**BRIEF:** Reproduce verbatim the final portion of the material below, from the line containing "Drop a marker on every instance of the concrete floor" through its last line, and nothing else.

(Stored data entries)

------

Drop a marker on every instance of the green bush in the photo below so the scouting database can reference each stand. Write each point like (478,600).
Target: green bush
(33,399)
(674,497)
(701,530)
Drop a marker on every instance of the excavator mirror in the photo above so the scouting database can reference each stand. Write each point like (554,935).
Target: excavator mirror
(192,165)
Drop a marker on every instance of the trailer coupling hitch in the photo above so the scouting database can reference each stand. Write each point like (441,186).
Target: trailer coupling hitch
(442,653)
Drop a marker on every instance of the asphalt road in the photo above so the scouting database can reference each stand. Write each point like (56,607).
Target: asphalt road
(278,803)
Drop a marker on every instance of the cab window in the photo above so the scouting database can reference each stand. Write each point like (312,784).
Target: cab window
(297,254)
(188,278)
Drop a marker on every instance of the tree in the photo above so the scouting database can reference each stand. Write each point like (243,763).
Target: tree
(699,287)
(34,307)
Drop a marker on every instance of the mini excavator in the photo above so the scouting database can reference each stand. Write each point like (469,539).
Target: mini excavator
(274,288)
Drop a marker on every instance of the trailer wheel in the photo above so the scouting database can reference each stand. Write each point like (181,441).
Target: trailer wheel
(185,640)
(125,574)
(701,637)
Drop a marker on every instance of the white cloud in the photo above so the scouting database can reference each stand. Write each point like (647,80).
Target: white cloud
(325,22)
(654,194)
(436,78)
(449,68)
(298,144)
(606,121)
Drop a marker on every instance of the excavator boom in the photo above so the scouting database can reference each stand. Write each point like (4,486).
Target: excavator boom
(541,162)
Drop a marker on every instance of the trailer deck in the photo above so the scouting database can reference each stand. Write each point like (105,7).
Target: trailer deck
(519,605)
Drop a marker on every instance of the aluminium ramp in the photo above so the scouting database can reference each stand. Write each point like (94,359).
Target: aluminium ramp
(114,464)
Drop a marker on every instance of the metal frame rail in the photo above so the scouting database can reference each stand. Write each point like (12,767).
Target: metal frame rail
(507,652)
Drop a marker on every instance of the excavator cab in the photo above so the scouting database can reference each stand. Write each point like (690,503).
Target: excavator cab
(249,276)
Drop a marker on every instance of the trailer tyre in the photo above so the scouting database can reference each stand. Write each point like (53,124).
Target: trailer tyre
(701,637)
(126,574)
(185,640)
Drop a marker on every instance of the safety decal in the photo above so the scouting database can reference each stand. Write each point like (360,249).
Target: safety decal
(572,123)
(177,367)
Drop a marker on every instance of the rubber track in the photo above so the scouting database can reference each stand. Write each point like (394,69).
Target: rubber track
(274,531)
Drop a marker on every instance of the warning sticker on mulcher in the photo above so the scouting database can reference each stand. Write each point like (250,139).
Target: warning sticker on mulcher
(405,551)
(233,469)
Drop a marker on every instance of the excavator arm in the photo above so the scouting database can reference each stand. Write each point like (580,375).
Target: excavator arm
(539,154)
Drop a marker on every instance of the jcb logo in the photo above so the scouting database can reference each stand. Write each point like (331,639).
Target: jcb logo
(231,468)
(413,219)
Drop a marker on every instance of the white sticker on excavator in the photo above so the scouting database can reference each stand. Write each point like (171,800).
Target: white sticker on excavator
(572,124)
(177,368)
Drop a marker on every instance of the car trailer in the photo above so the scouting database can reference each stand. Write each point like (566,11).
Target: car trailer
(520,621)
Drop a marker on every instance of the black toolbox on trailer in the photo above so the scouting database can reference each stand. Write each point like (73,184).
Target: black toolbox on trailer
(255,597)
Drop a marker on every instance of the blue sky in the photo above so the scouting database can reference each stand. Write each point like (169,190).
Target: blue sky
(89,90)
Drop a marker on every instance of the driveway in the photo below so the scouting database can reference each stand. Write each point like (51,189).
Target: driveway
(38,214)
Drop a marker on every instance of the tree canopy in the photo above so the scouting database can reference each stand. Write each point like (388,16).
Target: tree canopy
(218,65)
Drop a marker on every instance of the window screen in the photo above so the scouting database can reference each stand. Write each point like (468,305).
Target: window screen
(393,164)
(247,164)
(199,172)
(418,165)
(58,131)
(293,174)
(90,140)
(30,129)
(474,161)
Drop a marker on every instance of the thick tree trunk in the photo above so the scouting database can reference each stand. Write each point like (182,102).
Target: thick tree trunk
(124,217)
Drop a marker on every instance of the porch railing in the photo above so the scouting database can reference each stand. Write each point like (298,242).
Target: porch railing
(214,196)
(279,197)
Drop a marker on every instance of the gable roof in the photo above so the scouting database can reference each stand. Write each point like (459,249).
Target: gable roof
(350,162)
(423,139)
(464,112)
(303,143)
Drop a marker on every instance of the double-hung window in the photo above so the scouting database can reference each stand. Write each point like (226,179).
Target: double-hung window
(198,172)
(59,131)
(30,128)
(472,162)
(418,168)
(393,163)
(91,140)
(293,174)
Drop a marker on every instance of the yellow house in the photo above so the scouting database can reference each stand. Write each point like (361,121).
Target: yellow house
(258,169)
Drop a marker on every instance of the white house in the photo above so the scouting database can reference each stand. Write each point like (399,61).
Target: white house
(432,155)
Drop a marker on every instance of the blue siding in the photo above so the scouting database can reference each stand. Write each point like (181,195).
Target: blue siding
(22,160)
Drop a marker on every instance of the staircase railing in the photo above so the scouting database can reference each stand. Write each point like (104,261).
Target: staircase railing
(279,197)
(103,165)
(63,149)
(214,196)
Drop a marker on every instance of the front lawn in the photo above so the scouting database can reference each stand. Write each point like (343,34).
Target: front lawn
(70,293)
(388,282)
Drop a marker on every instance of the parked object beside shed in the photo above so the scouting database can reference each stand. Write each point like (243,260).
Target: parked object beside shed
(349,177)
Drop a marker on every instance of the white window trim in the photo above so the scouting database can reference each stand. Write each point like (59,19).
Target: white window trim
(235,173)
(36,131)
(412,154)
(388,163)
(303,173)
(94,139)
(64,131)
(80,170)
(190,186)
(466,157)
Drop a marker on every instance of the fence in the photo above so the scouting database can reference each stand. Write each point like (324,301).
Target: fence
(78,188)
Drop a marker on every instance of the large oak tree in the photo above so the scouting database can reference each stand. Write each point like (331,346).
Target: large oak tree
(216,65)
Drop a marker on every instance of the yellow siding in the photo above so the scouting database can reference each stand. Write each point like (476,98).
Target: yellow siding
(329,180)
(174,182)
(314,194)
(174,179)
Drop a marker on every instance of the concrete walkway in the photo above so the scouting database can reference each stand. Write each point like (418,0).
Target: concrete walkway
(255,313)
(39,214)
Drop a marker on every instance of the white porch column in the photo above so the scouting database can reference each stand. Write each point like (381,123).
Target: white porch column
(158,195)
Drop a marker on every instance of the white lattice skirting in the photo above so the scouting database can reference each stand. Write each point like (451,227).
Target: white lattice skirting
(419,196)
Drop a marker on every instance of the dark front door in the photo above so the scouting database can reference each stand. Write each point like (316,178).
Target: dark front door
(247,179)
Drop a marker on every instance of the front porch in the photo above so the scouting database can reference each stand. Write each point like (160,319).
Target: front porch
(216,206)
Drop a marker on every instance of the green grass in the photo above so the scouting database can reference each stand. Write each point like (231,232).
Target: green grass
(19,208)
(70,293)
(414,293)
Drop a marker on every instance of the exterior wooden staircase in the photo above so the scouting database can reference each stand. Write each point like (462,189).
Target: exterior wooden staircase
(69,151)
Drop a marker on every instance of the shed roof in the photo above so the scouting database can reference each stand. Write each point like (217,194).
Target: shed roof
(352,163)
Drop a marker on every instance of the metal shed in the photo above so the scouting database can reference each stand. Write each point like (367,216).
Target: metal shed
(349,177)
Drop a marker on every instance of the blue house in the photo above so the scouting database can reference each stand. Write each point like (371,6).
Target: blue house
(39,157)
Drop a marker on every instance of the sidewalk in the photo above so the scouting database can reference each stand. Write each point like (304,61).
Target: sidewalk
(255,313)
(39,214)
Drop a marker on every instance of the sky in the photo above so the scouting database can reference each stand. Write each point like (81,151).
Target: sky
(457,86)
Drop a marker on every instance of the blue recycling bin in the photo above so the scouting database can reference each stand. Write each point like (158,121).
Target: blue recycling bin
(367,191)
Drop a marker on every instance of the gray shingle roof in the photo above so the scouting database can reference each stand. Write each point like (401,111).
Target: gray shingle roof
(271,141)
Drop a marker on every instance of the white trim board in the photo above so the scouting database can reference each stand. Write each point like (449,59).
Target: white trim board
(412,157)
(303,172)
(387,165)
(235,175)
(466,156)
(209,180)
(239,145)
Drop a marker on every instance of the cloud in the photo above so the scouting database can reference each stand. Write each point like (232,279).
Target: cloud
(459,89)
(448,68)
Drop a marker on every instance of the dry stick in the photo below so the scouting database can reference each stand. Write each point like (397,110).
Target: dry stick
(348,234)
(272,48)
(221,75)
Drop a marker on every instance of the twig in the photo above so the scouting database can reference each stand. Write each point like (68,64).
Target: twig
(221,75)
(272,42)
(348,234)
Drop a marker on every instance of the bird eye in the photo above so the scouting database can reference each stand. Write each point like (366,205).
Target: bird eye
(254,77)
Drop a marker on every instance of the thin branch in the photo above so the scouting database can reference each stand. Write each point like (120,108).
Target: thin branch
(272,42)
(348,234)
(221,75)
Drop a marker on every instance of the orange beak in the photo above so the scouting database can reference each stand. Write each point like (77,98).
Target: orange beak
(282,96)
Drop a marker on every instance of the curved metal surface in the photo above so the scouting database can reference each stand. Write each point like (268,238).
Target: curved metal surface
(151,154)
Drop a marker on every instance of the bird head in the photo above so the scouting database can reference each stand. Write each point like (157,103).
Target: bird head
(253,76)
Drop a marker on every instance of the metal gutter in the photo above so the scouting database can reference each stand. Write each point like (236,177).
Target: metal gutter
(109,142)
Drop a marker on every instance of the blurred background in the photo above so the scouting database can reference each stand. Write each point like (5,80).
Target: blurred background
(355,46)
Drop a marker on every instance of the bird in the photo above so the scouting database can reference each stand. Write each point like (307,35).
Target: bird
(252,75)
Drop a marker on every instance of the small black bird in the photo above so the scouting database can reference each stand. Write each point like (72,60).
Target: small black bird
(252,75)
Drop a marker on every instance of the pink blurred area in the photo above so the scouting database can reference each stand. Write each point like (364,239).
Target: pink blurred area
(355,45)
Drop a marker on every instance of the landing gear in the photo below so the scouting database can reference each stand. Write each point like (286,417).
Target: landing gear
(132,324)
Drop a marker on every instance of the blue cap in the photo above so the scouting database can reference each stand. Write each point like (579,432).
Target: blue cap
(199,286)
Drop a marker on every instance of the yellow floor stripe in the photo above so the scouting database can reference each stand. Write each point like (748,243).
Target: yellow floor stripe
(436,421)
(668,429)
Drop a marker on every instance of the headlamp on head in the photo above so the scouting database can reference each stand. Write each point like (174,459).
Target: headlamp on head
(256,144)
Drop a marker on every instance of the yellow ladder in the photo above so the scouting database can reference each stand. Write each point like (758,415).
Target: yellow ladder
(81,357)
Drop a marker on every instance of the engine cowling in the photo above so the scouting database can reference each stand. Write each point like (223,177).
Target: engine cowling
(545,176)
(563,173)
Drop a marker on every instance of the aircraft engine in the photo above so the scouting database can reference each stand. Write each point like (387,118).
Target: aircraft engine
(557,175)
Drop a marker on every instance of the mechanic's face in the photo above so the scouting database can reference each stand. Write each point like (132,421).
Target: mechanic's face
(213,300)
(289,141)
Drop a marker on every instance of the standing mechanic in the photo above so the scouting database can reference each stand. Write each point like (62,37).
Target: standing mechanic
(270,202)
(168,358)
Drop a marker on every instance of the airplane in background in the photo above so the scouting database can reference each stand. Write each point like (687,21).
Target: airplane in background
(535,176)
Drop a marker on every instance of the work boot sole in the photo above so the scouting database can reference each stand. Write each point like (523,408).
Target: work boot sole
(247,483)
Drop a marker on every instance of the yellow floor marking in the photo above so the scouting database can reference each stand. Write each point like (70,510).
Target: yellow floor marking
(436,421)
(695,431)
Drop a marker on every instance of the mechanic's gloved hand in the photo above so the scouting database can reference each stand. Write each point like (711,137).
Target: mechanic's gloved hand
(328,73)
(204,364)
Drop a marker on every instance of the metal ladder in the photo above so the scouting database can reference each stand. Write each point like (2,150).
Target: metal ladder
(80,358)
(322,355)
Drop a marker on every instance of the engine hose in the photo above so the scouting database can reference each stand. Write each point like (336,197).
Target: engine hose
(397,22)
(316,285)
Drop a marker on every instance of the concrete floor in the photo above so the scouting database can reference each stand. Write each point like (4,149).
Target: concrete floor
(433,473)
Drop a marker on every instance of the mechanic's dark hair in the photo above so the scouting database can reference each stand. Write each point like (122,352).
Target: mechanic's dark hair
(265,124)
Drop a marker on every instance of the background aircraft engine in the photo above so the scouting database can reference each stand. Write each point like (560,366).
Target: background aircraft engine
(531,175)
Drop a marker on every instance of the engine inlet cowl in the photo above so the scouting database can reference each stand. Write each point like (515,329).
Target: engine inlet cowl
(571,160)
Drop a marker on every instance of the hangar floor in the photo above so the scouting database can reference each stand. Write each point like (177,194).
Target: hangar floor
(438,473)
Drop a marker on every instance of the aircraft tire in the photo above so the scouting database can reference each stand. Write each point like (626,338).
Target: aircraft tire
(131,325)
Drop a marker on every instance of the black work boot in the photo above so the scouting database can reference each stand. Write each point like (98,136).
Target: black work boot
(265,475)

------

**SOLUTION TO THIS TASK:**
Drop a marker on every instance of the concrete floor in the photo above so the scouting database can reference each stand. Write each point like (4,149).
Target: concrete floor
(433,473)
Drop a marker on every instance of the mechanic's dark hair in the photo above so the scouting database can reference each stand. Write each point like (122,352).
Target: mechanic's dark hair
(265,124)
Drop a marker on every instance of the background aircraft engine in the photo above so the scouting database can reference each stand. Write each point like (560,366).
Target: background aircraft engine
(531,175)
Drop a marker on every instance of the engine inlet cowl in the photo above so the scouting database can reference each stand. Write each point like (515,329).
Target: engine inlet cowl
(571,160)
Drop a marker on every instance of the hangar floor in the photo above so the scouting database can reference each stand. Write each point like (177,194).
Target: hangar floor
(438,473)
Drop a marker on every instance of the aircraft tire in the photo above so the scouting database can reference each stand. Write each point like (626,338).
Target: aircraft tire
(131,325)
Drop a marker on every instance of the black work boot in the photo above so the scouting database can reference each stand. Write each point like (98,136).
Target: black work boot
(265,475)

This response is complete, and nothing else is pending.